=== Passage to read ===
━━━━━━━━━━━━━━━━━━━━
Now already, we’re now very quickly approaching the halfway mark of the Albanese government, a government that made big promises on climate change and energy. It’s time we therefore, to critique some of that before talking about some of the bigger issues that face the country in this area. After successive years of emissions coming down in Australia, since the Albanese off, government has come to office, emissions are going up. Despite even the last term of government under the coalition prices coming down for households and businesses, as we know, the $275 promise of power adoption for households has been broken. Prices are skyrocketing- Australians are now paying among the highest prices for electricity in the world. As for the promise of renewables, Australia was among a very small group, only a few years ago, for record investment in renewables. Investment in renewables has stalled. It is at its lowest levels in years. Not to mention, of course, the lack of investment now, in gas, in other forms of technology. We have a sovereign risk issue; Australia is not accustomed to. We have some of our closest, closest trading names, sounding the warning bell, about their own energy security, because of the risk of Australia. We have regional communities right across this country that is screaming about being steamrolled by government, in their rush to roll out energy infrastructure that lacks a social license. We have manufacturers that are writing down assets to zero. Others that are looking at not just outsourcing their manufacturing, their operations, to higher emitting countries but with that, of course, offshoring the emissions. Allowing us to deindustrialise here, but of course, the world, to have a multiple volume of emissions due to where those operations go. This is where we’re at right now.
━━━━━━━━━━━━━━━━━━━━
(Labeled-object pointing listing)
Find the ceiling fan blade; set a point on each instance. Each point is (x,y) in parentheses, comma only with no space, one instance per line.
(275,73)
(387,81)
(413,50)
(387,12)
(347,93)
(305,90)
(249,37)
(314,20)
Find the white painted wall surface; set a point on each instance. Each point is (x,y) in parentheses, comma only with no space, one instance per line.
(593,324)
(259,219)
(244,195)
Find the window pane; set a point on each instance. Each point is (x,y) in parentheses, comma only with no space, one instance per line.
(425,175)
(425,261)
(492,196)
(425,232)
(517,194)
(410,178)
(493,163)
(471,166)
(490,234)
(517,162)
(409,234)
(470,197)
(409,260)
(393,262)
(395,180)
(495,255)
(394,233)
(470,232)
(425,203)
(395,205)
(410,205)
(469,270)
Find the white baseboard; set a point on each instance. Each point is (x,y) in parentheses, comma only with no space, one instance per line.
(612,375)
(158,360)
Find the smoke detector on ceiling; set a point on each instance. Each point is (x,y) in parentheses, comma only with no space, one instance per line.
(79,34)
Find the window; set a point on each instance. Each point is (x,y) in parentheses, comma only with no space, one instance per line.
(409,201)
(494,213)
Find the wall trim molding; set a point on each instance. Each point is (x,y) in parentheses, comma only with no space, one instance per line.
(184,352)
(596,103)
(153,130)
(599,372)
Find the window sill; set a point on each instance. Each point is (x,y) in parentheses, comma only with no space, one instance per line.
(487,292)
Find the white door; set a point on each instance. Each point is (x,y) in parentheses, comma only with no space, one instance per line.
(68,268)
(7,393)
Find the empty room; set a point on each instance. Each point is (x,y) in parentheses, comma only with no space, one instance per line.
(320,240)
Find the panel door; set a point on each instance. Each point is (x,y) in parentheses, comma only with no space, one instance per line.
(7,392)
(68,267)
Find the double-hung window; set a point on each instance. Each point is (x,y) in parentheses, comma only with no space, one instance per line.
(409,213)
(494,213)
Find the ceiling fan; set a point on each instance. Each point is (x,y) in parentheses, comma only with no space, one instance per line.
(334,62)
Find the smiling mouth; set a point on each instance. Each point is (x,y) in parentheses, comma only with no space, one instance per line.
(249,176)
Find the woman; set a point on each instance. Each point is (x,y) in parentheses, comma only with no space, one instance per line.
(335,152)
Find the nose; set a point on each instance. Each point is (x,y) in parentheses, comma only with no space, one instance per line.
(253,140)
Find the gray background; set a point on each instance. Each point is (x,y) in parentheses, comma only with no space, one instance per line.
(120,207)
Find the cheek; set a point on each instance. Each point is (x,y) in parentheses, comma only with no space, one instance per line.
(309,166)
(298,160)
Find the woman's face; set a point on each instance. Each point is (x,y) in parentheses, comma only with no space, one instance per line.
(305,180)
━━━━━━━━━━━━━━━━━━━━
=== Exercise set ===
**a)** What does the energy policy speech say has happened to investment in renewables?
**b)** Recast the stretch of the listing from the line containing "Find the cheek;" through the end of the listing as a two-column CSV with the columns ask and response. Give one row per request, putting each in its own quoted field with line breaks turned into spaces.
The energy policy speech and the listing are independent of each other.

=== Task-by-task results ===
**a)** It has stalled and is at its lowest levels in years.

**b)**
ask,response
"Find the cheek; set a point on each instance. Each point is (x,y) in parentheses, comma only with no space, one instance per line.","(309,166) (298,160)"
"Find the woman's face; set a point on each instance. Each point is (x,y) in parentheses, comma only with no space, one instance per line.","(305,180)"